Assignment
Look through the entries below and report every line that has "Kindly".

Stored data
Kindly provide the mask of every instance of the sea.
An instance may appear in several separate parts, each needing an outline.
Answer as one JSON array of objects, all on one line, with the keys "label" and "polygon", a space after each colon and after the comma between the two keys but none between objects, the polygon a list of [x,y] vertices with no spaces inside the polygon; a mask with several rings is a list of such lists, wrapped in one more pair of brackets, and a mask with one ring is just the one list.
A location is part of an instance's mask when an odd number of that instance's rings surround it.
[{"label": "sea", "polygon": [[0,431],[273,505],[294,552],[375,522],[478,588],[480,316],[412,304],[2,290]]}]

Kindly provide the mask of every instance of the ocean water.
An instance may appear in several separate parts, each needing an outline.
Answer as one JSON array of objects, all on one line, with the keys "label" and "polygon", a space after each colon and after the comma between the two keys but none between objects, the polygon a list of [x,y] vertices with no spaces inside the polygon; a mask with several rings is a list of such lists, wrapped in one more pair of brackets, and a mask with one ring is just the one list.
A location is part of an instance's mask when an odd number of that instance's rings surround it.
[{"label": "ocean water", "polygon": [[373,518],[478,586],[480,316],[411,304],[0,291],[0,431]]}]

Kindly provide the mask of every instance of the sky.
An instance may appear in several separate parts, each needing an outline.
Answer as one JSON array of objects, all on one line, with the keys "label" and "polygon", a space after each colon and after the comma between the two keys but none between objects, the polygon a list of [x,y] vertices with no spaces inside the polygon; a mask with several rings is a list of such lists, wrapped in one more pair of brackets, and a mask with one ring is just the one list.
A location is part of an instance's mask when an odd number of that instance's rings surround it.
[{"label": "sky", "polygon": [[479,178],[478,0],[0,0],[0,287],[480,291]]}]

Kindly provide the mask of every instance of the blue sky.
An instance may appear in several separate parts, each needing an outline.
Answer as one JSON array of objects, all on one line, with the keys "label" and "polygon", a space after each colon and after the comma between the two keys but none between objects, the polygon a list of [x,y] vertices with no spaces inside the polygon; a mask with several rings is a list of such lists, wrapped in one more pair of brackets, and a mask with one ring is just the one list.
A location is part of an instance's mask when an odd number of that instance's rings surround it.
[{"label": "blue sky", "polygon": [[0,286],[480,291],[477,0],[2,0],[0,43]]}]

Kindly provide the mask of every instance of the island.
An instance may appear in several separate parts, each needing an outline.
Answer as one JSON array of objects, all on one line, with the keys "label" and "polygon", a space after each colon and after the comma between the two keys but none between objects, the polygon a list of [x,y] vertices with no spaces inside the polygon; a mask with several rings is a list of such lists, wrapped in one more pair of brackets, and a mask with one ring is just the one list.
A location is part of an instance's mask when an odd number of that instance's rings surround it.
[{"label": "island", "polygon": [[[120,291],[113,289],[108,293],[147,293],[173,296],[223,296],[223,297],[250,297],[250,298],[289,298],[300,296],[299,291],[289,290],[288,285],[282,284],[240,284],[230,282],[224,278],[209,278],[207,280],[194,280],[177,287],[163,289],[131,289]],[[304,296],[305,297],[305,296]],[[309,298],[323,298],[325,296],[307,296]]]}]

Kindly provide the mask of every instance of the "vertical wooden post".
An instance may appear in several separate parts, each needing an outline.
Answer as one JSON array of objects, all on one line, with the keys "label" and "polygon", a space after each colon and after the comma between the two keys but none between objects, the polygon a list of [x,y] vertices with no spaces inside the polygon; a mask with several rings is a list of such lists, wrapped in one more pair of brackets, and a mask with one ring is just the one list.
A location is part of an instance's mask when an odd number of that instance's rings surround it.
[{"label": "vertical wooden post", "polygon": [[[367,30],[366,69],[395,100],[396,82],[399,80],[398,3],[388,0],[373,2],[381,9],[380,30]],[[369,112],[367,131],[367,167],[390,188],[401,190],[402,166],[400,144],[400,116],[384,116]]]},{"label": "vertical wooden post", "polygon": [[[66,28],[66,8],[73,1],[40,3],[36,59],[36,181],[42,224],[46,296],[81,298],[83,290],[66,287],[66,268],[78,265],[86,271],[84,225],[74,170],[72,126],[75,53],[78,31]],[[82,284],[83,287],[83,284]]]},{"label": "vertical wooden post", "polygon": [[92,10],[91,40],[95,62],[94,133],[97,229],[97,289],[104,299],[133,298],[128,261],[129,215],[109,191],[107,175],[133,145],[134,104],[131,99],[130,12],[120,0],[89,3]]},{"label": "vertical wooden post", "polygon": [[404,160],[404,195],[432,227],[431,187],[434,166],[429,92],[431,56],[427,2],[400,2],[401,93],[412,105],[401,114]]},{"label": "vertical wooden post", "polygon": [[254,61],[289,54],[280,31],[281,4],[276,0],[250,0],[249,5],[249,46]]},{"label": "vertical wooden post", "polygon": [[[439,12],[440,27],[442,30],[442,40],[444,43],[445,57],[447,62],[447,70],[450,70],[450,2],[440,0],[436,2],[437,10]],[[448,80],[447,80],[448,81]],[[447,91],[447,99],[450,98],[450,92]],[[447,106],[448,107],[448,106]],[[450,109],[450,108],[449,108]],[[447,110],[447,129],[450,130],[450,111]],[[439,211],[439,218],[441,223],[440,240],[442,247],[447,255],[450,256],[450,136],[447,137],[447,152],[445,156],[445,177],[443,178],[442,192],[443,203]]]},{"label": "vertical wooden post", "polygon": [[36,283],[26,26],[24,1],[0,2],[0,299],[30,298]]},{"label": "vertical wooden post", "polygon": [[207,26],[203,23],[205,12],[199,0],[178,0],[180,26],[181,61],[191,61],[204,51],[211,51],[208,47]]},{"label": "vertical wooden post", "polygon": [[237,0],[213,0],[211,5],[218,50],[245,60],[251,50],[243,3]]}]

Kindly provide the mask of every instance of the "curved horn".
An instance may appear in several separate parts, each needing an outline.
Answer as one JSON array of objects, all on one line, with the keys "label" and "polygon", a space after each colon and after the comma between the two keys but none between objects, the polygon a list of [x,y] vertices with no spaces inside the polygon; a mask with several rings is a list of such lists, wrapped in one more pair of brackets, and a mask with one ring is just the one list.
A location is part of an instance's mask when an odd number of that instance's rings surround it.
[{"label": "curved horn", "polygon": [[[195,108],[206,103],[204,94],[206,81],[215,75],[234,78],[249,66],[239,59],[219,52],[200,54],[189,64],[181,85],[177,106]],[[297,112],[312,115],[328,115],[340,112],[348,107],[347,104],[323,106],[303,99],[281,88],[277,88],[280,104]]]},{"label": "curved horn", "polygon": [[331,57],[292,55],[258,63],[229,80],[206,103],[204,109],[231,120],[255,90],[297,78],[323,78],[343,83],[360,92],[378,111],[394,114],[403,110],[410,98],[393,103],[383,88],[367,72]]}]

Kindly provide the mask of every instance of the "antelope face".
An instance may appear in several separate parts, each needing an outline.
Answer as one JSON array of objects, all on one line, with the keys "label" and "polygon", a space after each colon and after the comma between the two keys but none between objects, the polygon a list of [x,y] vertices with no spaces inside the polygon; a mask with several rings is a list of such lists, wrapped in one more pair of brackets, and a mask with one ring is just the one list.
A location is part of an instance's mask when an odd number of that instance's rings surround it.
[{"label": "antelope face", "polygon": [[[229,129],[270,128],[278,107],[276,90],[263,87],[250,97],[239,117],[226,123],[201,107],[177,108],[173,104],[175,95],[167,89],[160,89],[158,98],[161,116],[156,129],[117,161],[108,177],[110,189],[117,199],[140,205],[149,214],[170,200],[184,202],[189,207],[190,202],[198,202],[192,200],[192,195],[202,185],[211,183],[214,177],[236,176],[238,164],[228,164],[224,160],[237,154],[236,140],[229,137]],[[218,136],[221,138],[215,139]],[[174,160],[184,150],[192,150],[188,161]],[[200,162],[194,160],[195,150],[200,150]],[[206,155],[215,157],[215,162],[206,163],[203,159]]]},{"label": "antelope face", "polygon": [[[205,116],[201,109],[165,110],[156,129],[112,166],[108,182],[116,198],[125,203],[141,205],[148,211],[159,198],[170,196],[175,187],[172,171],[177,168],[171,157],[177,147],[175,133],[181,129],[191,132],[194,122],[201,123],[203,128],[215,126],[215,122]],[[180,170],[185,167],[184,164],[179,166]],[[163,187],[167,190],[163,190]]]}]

Response to this exercise
Kindly provide the mask of every instance of the sea.
Kindly provide the mask of every instance of the ocean water.
Kindly provide the mask of every instance of the sky.
Kindly provide the mask of every instance of the blue sky.
Kindly provide the mask of every instance of the island.
Kindly provide the mask of every instance of the "vertical wooden post".
Kindly provide the mask of every instance of the "curved horn".
Kindly provide the mask of every instance of the "antelope face".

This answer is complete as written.